# [TRY IT]
What follows is a set of entries. Give them again exactly, without the pictures.

# [Stored dataset items]
»»
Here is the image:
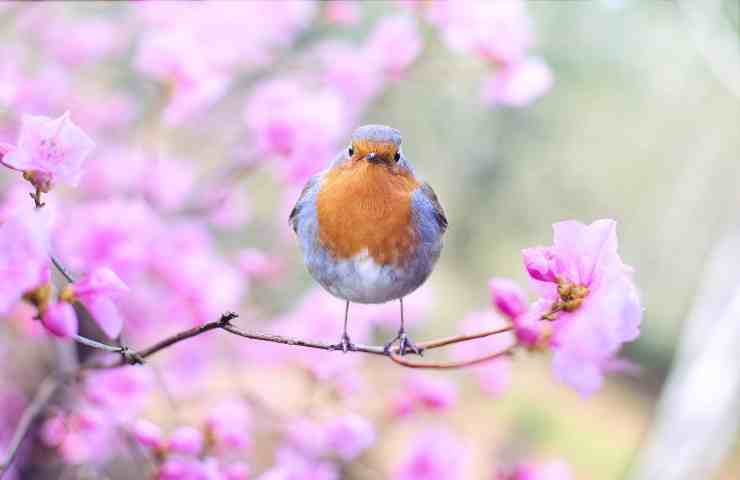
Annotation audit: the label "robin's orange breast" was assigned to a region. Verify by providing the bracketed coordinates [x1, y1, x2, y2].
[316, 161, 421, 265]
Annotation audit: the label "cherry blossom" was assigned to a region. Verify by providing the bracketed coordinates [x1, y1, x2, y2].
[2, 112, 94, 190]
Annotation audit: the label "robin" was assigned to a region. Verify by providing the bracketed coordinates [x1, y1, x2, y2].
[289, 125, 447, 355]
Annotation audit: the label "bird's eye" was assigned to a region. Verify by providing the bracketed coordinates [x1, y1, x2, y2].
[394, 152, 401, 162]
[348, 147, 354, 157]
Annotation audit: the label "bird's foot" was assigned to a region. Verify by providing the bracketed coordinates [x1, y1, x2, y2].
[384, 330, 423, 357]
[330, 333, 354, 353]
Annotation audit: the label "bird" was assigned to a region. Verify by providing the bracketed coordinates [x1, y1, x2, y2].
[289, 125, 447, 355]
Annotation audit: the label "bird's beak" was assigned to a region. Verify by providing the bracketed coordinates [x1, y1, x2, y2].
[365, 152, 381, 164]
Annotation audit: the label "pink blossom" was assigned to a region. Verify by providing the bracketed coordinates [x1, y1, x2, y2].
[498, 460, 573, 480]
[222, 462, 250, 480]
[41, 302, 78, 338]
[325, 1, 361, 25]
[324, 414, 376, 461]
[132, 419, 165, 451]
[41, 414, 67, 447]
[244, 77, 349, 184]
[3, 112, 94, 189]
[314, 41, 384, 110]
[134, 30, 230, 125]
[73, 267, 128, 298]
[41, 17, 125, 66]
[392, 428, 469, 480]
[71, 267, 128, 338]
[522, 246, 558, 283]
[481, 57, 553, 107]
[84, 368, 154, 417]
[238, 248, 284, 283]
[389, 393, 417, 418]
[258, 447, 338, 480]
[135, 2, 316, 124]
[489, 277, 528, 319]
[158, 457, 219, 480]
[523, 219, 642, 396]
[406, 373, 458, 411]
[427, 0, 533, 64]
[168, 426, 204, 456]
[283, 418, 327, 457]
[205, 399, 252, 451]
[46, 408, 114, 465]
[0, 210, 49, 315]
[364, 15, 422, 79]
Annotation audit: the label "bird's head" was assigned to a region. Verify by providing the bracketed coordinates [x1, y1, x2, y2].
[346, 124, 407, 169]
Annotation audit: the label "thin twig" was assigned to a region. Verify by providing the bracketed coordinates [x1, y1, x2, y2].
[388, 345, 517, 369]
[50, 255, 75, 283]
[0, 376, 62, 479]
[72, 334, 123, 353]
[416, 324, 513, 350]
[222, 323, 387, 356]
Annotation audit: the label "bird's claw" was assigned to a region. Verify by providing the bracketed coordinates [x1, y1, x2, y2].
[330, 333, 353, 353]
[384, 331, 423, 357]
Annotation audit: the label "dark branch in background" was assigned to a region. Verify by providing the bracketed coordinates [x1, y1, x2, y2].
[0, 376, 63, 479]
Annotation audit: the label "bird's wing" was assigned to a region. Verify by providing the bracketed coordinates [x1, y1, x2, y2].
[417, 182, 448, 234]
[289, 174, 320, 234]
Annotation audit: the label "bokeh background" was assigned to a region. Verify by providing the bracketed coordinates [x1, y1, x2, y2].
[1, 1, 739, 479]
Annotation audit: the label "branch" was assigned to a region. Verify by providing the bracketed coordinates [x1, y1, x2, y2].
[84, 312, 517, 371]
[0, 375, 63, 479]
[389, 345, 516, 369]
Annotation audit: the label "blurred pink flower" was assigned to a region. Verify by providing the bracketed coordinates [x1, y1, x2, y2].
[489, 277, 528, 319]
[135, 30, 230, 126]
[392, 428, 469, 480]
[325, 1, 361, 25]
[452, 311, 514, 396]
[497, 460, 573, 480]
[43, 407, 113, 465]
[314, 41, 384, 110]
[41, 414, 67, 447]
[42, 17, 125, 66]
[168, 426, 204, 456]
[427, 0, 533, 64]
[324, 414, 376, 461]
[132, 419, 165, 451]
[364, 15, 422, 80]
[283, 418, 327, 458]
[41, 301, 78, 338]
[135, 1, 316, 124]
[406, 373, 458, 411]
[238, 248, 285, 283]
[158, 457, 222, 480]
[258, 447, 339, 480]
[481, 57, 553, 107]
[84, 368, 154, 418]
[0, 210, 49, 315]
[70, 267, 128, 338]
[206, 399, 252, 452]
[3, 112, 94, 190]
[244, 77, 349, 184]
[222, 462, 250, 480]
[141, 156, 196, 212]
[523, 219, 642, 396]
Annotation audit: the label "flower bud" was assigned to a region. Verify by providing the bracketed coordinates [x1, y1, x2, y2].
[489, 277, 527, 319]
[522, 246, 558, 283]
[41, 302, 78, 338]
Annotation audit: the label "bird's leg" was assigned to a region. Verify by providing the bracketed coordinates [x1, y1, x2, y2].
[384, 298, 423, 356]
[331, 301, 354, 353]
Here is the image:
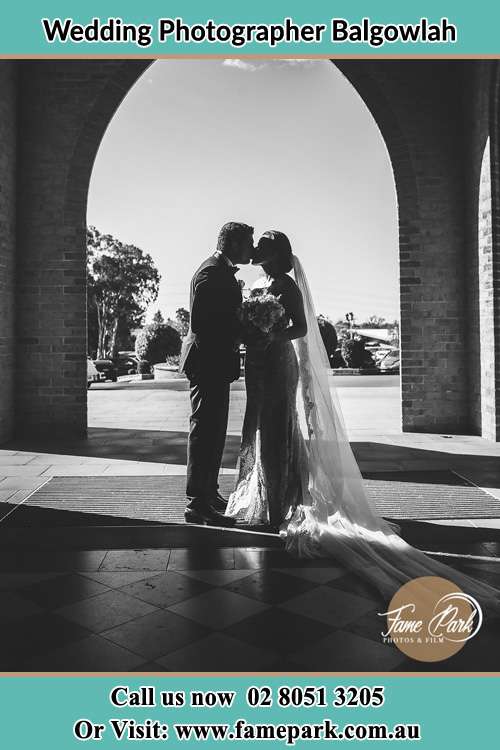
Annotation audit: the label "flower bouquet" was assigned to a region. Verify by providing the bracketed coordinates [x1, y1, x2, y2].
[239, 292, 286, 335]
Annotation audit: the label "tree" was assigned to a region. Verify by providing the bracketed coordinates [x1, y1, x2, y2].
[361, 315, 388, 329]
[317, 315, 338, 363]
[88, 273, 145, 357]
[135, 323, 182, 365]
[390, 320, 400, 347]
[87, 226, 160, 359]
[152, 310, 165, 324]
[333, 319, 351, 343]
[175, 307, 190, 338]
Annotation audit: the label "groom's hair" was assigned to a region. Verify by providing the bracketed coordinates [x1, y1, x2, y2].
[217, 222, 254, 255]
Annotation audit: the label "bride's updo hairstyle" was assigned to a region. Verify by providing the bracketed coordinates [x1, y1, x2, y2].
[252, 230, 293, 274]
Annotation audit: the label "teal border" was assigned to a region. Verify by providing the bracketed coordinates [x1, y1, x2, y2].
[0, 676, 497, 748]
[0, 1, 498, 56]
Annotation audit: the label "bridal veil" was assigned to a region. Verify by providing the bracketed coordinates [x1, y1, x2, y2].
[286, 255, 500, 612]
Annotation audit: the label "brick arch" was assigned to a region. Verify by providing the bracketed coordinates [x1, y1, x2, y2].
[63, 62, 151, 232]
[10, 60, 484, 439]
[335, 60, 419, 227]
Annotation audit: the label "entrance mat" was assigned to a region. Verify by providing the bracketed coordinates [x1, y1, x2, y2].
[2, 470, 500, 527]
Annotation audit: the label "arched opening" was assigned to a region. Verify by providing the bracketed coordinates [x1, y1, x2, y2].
««
# [WRITTEN SOLUTION]
Here is the image:
Annotation audit: the label "robin's orange breast" was assigned to a region. Verify by providing the bracketed coordinates [x1, y1, x2, y2].
[316, 161, 421, 265]
Annotation audit: the label "cherry blossom" was assigned to a region. Verify by providing the bracketed coordinates [x1, y1, x2, y2].
[2, 112, 94, 190]
Annotation audit: the label "robin" was assigned to a region. Verify by providing the bracketed coordinates [x1, y1, x2, y2].
[289, 125, 447, 355]
Annotation audit: the label "bird's eye" was assigned to a region. Verify by providing the bracketed coordinates [x1, y1, x2, y2].
[394, 152, 401, 162]
[348, 147, 354, 157]
Annotation audit: the label "bird's foot" was assigned to a region. Verify by providing the bracketed coordinates [x1, y1, x2, y2].
[384, 330, 423, 357]
[330, 333, 354, 353]
Annotation audit: the label "bird" was assigned to a region. Verify by providing the bracketed coordinates [x1, y1, x2, y2].
[289, 125, 447, 355]
Annotation audit: the label "bird's beak" was assigned to a region. Verify by providing the bracketed coordinates [x1, y1, x2, y2].
[365, 152, 381, 164]
Annotation audit: the label "pink blossom" was assigned to a region. Verify by providing the bracketed coordinates [x1, y1, x2, y2].
[498, 460, 573, 480]
[222, 462, 250, 480]
[41, 302, 78, 338]
[325, 1, 361, 25]
[324, 414, 376, 461]
[132, 419, 165, 451]
[41, 414, 67, 447]
[244, 77, 349, 184]
[3, 112, 94, 189]
[314, 41, 384, 110]
[134, 30, 230, 125]
[73, 267, 128, 298]
[41, 17, 125, 66]
[392, 428, 469, 480]
[71, 267, 128, 338]
[522, 246, 558, 283]
[481, 57, 553, 107]
[84, 368, 154, 417]
[238, 248, 284, 283]
[389, 393, 417, 418]
[258, 447, 338, 480]
[135, 2, 316, 124]
[489, 277, 528, 319]
[158, 457, 219, 480]
[523, 219, 642, 396]
[406, 373, 458, 411]
[427, 0, 533, 64]
[168, 426, 204, 456]
[283, 418, 327, 457]
[205, 399, 252, 451]
[46, 408, 114, 465]
[0, 210, 49, 315]
[364, 15, 422, 79]
Annotation audit: the label "bird's head" was assigned to a region. Verify by providing the bracketed coordinates [x1, y1, x2, y2].
[346, 124, 407, 169]
Annotation audit: the label "thin twig" was assigned to a region. Verify by providing the bracketed coordinates [x1, y1, x2, y2].
[388, 345, 517, 369]
[50, 255, 75, 283]
[0, 376, 62, 479]
[72, 334, 123, 353]
[416, 324, 513, 350]
[222, 323, 387, 356]
Annotation audit: the label "bird's claw" was assigned to a region. Verify by providing the bracketed coordinates [x1, y1, x2, y2].
[330, 333, 353, 353]
[384, 331, 423, 357]
Annotation audit: the label "dark branch in background" was assigned to a region. Verify by providing the bracketed coordinates [x1, y1, x2, y2].
[0, 376, 63, 479]
Annotation audit: the label "bird's wing" was assigned to a region. Verify by providing the bracketed coordinates [x1, y1, x2, y2].
[417, 182, 448, 234]
[289, 174, 320, 234]
Annotation audit: the label "bokeh background" was assigned to a region. Verify by providing the bracketed coordinates [x1, y1, x2, y2].
[1, 1, 739, 479]
Annotation audit: the label "branch" was assigned to a region. Verify by providing the bracketed coordinates [x1, y1, x2, y2].
[84, 312, 517, 371]
[0, 375, 63, 479]
[389, 345, 516, 369]
Annotation audit: the label "blurred pink flower" was assigned to a region. Verify by providing the bracketed coordinates [x1, y1, x2, y2].
[489, 277, 528, 319]
[135, 30, 230, 126]
[392, 428, 469, 480]
[325, 1, 361, 25]
[452, 311, 514, 396]
[497, 460, 573, 480]
[43, 407, 113, 465]
[314, 41, 384, 110]
[41, 414, 67, 447]
[42, 17, 125, 66]
[168, 426, 204, 456]
[427, 0, 533, 64]
[324, 414, 376, 461]
[132, 419, 165, 451]
[364, 15, 422, 80]
[283, 418, 327, 458]
[41, 301, 78, 338]
[135, 1, 316, 124]
[406, 373, 458, 411]
[238, 248, 285, 283]
[158, 457, 222, 480]
[258, 447, 339, 480]
[481, 57, 553, 107]
[84, 368, 154, 418]
[0, 210, 49, 315]
[70, 267, 128, 338]
[206, 399, 252, 452]
[3, 112, 94, 190]
[244, 77, 349, 184]
[222, 462, 250, 480]
[141, 156, 196, 212]
[523, 219, 642, 396]
Annotation audit: the label "flower bud" was assigned to a region. Verify by providing the bracketed coordinates [x1, y1, x2, y2].
[489, 277, 527, 319]
[522, 246, 558, 283]
[41, 302, 78, 338]
Annotation audit: the label "bird's leg" was assigned to a region. Verify by providing the bracketed coordinates [x1, y1, x2, y2].
[384, 298, 423, 356]
[331, 301, 354, 353]
Here is the image:
Annotation audit: the label "flower bouquet" was assigned to a region. Verify by providing the bracketed coordinates [x1, y1, x2, y2].
[239, 292, 286, 335]
Annotation audit: the label "tree" was assigned to a region. Verify by providing the bracketed coordinates [x1, y1, x2, y2].
[361, 315, 388, 329]
[317, 315, 338, 363]
[88, 273, 145, 357]
[135, 323, 182, 365]
[390, 320, 400, 347]
[87, 226, 160, 359]
[152, 310, 165, 324]
[333, 319, 351, 343]
[175, 307, 190, 338]
Annotation audit: the label "groom's hair" was assigned to a region. Verify by providing the bracketed coordinates [x1, y1, x2, y2].
[217, 222, 254, 255]
Annotation audit: the label "bride's updo hairstyle" was assigned to a region. Verify by providing the bracketed coordinates [x1, y1, x2, y2].
[252, 230, 293, 274]
Annotation audit: the label "teal border" was assigned to a region. Verify by providing the bracketed coordinates [x1, y1, x2, y2].
[0, 676, 497, 748]
[0, 1, 498, 56]
Annotation audit: the label "bridal veil" was assigned to a region. Verify by providing the bracketed coordinates [x1, y1, x2, y2].
[286, 255, 500, 612]
Annotation audit: the label "brick arch" was assigned to a region. Verify by providing the bracketed coordinates [x1, y1, x2, y2].
[63, 62, 151, 232]
[10, 60, 484, 439]
[335, 60, 419, 227]
Annotation audit: the label "entrance mat" was assigned to a region. Verify by providing the bracketed coordinates [x1, y1, x2, y2].
[2, 470, 500, 527]
Annotation audit: the label "arched opening" was assigned to a region. Verify by providing the bracketed coordinates [x1, y1, x2, y2].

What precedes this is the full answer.